**Exercise goal:** All of the data below must be repeated exactly.

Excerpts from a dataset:

§ §

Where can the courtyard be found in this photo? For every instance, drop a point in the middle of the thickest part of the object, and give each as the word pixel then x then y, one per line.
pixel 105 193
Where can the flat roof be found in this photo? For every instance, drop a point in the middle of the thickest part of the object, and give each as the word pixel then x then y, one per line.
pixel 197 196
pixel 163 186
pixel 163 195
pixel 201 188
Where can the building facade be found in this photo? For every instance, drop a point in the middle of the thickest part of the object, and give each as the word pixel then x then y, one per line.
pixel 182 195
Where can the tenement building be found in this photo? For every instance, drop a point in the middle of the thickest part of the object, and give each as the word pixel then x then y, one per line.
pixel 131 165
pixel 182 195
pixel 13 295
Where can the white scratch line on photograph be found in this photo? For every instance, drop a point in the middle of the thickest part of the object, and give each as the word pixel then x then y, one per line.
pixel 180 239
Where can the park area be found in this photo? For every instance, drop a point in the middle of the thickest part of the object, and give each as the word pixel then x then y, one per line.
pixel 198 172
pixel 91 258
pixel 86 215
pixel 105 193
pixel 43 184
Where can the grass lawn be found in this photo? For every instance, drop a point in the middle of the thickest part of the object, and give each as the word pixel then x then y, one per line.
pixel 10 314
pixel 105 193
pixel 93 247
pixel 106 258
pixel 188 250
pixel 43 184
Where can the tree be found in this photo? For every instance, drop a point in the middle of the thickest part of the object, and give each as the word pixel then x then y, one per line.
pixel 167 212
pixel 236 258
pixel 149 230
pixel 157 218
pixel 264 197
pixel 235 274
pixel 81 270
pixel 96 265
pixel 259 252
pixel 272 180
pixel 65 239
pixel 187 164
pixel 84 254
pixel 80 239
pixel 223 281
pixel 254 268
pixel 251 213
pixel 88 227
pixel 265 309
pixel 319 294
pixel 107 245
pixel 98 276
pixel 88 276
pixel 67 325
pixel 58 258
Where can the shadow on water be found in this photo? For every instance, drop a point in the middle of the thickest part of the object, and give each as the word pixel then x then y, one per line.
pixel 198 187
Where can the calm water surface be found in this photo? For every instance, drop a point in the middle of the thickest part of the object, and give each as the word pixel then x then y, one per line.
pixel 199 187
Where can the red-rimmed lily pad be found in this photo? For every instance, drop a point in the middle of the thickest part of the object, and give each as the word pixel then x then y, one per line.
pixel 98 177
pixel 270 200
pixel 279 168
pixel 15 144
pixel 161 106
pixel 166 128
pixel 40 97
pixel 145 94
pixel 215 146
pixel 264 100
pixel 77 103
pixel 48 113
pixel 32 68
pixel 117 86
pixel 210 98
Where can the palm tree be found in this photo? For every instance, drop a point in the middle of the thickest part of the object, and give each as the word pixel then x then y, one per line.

§ §

**Exercise response:**
Where can the courtyard be found in this photo? For every instance, drop a point in the middle of the thickest part of the object, and give each as the word pixel then x then y, one per line.
pixel 105 193
Where can the flat roof be found in this photo? For every instance, drop a point in the middle of the thickest part of the object, and give each as the word pixel then x then y, one per line.
pixel 197 196
pixel 163 186
pixel 163 195
pixel 201 188
Where can the building facade be found in this photo? For every instance, drop a point in the middle of the thickest part of the object, and give each as the word pixel then x then y, one per line.
pixel 182 195
Where can the tenement building be found in this photo? For every instance, drop a point in the middle of the thickest part of the object, and give each as the word pixel then x then y, one per line.
pixel 131 165
pixel 182 195
pixel 13 295
Where can the white scratch line on photograph be found in this photo? For every instance, drop a point in the middle of the thickest part of the object, and give each as the word pixel then x then y, one per line.
pixel 180 239
Where can the park area be found in this photo? For every instance, drop a point in the middle of the thickest part of the object, and give each as the word pixel then x then y, one per line.
pixel 198 172
pixel 91 258
pixel 86 215
pixel 105 193
pixel 43 184
Where can the grass lawn be found in this photo? For every instance, drop a point in the middle of the thickest part of the object, and give each as the word pixel then x then y, one per line.
pixel 10 314
pixel 105 193
pixel 93 247
pixel 106 258
pixel 188 250
pixel 43 184
Where can the tree be found in this photo? For every instance, drop a point in the middle of the thickest part of the object, and give each as the word pixel then x then y, one per line.
pixel 167 212
pixel 236 258
pixel 149 230
pixel 157 218
pixel 264 197
pixel 235 274
pixel 81 270
pixel 96 265
pixel 259 252
pixel 272 180
pixel 65 239
pixel 187 164
pixel 84 254
pixel 80 239
pixel 223 281
pixel 254 268
pixel 251 213
pixel 88 227
pixel 265 309
pixel 319 294
pixel 107 245
pixel 98 276
pixel 88 276
pixel 67 325
pixel 58 258
Where can the shadow on water be found in this photo? For every instance, drop a point in the middle of the thickest part of the object, and give each as the word pixel then x then y, one per line.
pixel 198 187
Where can the calm water surface be found in this photo? For every instance, drop a point in the middle of the thickest part of the object, and give each as the word pixel then x then y, one per line.
pixel 199 187
Where can the red-rimmed lily pad be found in this photo? For every instance, drop a point in the middle of the thickest part of the object, and give each as the word pixel then x then y, one per line.
pixel 98 177
pixel 270 200
pixel 279 168
pixel 15 144
pixel 161 106
pixel 166 128
pixel 40 97
pixel 145 94
pixel 215 146
pixel 264 100
pixel 77 103
pixel 48 113
pixel 32 68
pixel 117 86
pixel 210 98
Where can the palm tree be found in this photo? For every instance, drop a point in the middle of the thickest part of the object, and give each as the word pixel then x then y, one per line.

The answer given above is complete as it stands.